START TEXT PASSAGE

The way forward on MSP: Important to explore fiscally prudent, administratively convenient options
March 1, 2021 6:15 AM
Public procurement needs to continue for staple cereals, but farmers of non-staple food crops need to be provided with direct income transfers
Also, if rice and wheat holdings that get the benefit of MSP are excluded, then this expenditure may be even less.
By CSC Sekhar
The stalemate over the farmers’ protests appears to be a long-drawn one and the implementation of the recent farm laws appears stalled for now. One of the key demands of farmers and the opposition parties is to make the minimum support price (MSP) a legal right. What is the feasibility of this move and its implications, both fiscal and administrative? Are there better alternatives?

END TEXT PASSAGE

> [WHAT TO WORK ON]:
(1) In the article on MSP, condense the paragraph beginning "The stalemate over the farmers’ protests" into a short bulleted list that keeps its main facts.
(2) According to the article on MSP, what is one of the key demands of farmers and the opposition parties?
(3) Extract the portion of the article on MSP between "By CSC Sekhar" and "there better alternatives?", inclusive.
The rows that follow are separate material and are not part of the article on MSP.

START DATASET EXCERPTS

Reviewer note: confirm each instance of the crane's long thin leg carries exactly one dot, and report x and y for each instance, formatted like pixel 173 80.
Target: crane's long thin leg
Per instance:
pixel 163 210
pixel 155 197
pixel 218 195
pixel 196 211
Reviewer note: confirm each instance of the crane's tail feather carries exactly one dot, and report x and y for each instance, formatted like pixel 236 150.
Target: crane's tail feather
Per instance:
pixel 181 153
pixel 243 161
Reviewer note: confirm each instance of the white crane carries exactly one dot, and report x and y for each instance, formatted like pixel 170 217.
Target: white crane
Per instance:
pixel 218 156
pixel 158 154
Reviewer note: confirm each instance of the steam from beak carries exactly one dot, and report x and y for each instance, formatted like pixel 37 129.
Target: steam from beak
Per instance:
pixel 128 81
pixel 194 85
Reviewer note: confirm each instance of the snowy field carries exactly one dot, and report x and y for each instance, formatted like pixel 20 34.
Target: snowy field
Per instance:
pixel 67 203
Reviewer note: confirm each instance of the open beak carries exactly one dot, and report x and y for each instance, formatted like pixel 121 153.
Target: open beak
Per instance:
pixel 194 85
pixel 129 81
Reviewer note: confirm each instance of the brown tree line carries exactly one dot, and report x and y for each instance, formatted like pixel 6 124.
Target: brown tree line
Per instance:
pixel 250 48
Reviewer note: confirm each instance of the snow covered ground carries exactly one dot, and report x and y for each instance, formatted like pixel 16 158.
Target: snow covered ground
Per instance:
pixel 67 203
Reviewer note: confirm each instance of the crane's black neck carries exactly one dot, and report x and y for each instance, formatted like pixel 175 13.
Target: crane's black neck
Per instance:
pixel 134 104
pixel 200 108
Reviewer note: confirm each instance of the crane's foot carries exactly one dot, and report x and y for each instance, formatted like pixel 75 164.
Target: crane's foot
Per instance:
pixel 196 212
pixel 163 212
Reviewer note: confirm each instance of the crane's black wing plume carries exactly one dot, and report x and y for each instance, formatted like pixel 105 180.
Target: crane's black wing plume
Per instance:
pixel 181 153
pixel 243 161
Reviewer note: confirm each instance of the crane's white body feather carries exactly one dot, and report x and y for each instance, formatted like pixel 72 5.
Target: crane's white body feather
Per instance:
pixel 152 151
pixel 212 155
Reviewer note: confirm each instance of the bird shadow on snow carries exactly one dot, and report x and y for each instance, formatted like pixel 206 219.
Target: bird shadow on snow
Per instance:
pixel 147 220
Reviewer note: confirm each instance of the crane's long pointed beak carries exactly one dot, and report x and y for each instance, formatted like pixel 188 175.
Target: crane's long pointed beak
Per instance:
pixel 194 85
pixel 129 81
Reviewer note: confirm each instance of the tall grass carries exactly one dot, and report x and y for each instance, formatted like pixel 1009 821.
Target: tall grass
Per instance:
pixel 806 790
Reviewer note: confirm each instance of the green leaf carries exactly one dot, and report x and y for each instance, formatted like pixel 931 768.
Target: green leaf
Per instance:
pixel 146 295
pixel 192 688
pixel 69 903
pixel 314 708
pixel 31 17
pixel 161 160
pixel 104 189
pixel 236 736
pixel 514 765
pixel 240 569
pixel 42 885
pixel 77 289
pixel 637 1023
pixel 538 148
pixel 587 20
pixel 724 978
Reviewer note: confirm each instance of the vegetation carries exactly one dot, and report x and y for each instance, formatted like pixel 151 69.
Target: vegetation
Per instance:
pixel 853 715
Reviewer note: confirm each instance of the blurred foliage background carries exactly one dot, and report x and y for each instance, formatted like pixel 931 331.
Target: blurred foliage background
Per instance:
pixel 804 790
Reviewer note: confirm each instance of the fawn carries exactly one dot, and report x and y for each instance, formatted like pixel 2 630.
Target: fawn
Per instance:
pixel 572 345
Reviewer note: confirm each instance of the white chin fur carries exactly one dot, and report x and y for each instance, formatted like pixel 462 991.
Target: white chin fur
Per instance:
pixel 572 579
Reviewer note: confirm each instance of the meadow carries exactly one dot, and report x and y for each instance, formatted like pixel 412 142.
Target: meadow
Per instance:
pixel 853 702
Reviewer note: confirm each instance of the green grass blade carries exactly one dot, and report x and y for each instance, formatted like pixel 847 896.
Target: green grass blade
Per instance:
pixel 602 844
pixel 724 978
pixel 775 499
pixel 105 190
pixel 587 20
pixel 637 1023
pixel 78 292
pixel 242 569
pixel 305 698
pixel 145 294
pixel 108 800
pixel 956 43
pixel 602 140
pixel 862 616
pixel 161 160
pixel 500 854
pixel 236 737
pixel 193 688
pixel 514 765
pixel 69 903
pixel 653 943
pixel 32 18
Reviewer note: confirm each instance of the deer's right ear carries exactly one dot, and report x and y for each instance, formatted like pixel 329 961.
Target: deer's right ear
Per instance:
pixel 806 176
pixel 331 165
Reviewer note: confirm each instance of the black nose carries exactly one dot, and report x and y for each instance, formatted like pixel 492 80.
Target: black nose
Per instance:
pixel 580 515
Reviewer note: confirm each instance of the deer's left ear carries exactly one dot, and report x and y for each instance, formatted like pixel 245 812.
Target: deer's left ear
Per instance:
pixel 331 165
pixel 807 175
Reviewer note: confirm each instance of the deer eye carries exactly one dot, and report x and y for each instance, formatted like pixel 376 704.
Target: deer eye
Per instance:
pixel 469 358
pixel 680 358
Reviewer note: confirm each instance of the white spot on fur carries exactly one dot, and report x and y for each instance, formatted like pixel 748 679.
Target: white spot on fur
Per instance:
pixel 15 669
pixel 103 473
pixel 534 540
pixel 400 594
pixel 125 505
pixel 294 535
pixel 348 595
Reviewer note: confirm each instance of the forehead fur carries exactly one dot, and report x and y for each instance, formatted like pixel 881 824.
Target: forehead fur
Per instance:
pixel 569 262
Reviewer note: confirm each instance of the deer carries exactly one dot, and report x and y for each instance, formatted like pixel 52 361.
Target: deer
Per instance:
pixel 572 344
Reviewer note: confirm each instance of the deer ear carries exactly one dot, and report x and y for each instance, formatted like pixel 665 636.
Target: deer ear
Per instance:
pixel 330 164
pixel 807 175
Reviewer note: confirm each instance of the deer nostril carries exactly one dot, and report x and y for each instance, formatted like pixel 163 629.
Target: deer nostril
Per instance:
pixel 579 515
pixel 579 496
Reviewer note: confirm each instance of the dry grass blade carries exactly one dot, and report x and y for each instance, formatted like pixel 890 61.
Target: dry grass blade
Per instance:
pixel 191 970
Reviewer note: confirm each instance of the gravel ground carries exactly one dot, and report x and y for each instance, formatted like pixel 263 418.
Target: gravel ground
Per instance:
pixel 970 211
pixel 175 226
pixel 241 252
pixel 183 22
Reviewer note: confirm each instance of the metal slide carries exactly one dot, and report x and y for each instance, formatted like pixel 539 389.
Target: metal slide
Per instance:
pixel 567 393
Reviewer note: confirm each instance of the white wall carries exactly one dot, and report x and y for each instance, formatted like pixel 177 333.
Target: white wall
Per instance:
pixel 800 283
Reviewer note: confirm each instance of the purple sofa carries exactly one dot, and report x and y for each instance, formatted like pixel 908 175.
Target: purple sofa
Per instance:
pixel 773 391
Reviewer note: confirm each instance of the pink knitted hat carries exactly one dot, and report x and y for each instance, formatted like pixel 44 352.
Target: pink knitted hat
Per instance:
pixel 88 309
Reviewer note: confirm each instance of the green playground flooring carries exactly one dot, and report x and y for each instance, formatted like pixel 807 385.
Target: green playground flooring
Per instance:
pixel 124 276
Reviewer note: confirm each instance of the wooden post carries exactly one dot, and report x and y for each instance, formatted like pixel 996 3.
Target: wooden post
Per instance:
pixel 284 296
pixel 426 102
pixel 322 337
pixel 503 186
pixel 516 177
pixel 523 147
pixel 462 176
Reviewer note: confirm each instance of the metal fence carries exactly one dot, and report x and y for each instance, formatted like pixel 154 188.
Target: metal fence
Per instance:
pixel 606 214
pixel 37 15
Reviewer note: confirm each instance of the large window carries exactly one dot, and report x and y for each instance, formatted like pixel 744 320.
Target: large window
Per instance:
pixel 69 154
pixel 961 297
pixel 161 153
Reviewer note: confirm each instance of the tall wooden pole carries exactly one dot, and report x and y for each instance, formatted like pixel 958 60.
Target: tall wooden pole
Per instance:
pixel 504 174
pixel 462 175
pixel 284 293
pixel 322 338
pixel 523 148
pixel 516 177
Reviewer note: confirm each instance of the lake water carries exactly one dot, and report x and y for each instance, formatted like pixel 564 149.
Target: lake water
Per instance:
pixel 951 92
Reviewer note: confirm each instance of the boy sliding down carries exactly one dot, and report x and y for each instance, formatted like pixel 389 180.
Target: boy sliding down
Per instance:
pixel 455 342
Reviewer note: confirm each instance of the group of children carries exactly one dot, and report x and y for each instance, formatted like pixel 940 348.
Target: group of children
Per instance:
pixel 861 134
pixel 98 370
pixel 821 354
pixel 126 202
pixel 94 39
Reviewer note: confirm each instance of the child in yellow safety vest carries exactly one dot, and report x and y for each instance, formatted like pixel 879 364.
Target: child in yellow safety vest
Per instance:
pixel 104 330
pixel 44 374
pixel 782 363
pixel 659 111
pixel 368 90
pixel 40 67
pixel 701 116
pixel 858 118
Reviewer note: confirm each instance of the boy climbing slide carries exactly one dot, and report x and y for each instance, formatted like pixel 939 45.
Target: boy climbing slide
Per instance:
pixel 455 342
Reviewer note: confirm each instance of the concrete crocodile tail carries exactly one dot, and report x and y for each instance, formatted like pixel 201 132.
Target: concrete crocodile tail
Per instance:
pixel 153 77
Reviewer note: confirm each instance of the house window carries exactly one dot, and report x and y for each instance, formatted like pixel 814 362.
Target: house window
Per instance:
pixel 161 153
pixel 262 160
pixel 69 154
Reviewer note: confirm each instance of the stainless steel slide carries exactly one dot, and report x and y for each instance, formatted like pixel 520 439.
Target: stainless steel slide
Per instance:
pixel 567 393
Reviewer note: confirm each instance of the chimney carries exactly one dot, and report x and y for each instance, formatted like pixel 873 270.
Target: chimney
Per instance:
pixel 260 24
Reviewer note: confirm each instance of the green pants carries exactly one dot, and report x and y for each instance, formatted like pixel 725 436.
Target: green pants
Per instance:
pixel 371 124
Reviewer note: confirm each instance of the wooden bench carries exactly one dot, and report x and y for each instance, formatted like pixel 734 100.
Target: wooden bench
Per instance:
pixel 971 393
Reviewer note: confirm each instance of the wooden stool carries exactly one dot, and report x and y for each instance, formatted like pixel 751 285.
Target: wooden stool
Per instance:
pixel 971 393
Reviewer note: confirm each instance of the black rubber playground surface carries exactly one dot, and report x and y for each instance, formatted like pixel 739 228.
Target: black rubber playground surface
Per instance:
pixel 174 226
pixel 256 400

END DATASET EXCERPTS

> [SOLUTIONS BELOW]:
(1)
- The standoff over the farmers' protests appears likely to last a long time.
- Implementation of the recent farm laws appears stalled for now.
- Farmers and opposition parties want the minimum support price (MSP) made a legal right.
- The paragraph asks whether this is feasible, what its fiscal and administrative implications would be, and whether better alternatives exist.

(2) To make the minimum support price (MSP) a legal right.

(3)
By CSC Sekhar
The stalemate over the farmers’ protests appears to be a long-drawn one and the implementation of the recent farm laws appears stalled for now. One of the key demands of farmers and the opposition parties is to make the minimum support price (MSP) a legal right. What is the feasibility of this move and its implications, both fiscal and administrative? Are there better alternatives?